**WORK INSTRUCTIONS:**
Write out the listing below again, precisely as it is given.

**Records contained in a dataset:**
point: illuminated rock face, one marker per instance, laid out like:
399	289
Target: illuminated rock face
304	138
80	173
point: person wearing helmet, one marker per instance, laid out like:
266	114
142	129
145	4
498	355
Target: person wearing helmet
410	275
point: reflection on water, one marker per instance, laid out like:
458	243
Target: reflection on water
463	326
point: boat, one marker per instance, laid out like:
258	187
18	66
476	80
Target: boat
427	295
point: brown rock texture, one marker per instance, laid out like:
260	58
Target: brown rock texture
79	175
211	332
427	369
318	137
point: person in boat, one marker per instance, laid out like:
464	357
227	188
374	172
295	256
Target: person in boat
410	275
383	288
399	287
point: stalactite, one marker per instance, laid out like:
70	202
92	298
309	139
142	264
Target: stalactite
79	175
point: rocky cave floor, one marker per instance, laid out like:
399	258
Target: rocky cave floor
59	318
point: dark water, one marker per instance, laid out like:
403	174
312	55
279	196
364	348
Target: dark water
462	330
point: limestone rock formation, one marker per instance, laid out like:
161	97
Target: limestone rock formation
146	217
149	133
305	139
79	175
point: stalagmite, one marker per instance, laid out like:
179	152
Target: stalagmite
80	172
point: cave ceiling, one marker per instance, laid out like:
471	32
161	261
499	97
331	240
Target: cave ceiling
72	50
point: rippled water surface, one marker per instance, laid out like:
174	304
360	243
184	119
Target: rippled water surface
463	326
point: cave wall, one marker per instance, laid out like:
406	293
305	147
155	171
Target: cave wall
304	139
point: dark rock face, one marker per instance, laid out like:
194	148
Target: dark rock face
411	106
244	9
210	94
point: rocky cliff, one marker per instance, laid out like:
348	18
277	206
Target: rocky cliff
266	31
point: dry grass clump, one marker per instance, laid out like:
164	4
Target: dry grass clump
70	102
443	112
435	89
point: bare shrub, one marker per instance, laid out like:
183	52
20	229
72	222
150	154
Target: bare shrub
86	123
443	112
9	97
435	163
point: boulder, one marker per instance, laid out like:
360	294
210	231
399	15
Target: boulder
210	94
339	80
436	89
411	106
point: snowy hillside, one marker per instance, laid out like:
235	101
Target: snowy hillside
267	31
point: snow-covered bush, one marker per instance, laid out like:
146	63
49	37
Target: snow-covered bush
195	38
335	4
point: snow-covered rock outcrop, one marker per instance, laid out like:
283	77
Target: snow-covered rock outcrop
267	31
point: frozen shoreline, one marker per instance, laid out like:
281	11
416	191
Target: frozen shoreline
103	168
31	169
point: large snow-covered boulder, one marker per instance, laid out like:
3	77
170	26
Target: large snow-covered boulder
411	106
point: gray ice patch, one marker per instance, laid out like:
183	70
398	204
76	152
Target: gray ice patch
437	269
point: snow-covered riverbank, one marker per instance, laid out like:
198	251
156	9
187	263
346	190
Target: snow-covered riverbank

**RESPONSE BELOW:**
point: illuminated rock face, one marker per instance, laid out like:
399	289
Target: illuminated rock face
304	138
80	173
point: person wearing helmet, one marker per instance, laid out like:
266	114
142	129
145	4
498	355
Target: person wearing helmet
410	275
point: reflection on water, one marker per instance, laid out like:
458	243
Target: reflection on water
463	326
point: boat, one marker per instance, laid out like:
258	187
18	66
476	80
Target: boat
427	295
point: brown rock texture, one marker per instance, laid out like:
260	58
Target: brown rock texture
79	175
211	332
427	369
318	137
point: person in boat, one marker per instance, laid out like:
464	357
227	188
374	172
295	256
Target: person in boat
410	275
383	288
399	287
point: stalactite, one marker per instance, laid out like:
70	202
92	298
309	139
142	264
Target: stalactite
79	175
point: rocky cave floor, one marker per instance, laid out like:
399	258
Target: rocky cave floor
59	318
point: dark water, one marker per instance, laid out like:
403	174
312	55
279	196
364	348
Target: dark water
462	330
point: limestone rock formation, one marker per instance, laid out like:
161	97
Target: limestone rock formation
146	217
149	133
305	139
79	175
point: stalagmite, one marker per instance, laid out like:
179	152
Target: stalagmite
80	172
point: cave ceiling, one marker per instance, laid out like:
471	32
161	261
499	97
331	240
Target: cave ceiling
72	50
point: rippled water surface, one marker per instance, laid out like:
174	304
360	243
184	119
Target: rippled water surface
463	326
point: cave wall, one marker per instance, laid out like:
406	293
305	147
155	171
Target: cave wall
304	139
point: dark rock face, one marker per instance, laid out like:
194	148
Target: dark rock face
411	106
244	9
210	94
point: rocky cliff, one marker per instance, laid out like:
348	18
277	206
Target: rocky cliff
266	31
point: dry grass clump, one marker per instance, laid out like:
164	4
Target: dry grass clump
70	102
443	112
435	89
point: bare shrub, one marker per instance, laid out like:
183	52
20	229
72	222
150	154
Target: bare shrub
86	123
443	112
9	97
435	163
point: boulder, one marker per instance, laid out like:
360	294
210	231
399	15
Target: boulder
210	94
339	80
436	89
411	106
point: snowy hillside, one marker per instance, laid out like:
235	101
Target: snowy hillside
267	31
point: snow-covered bush, one marker per instance, laid out like:
146	63
49	37
Target: snow-covered bush
195	38
335	4
point: snow-covered rock outcrop, one marker per instance, laid out like:
283	77
Target: snow-covered rock outcrop
267	31
point: frozen shoreline, one marker per instance, laid out like:
281	11
416	191
Target: frozen shoreline
103	168
31	169
point: large snow-covered boulder, one marker per instance, laid out like:
3	77
170	26
Target: large snow-covered boulder
411	106
point: gray ice patch, one marker per instance, laid out like:
183	70
398	204
76	152
Target: gray ice patch
437	269
point: snow-covered riverbank, one marker per instance, laid out like:
198	251
156	9
187	263
346	190
Target: snow-covered riverbank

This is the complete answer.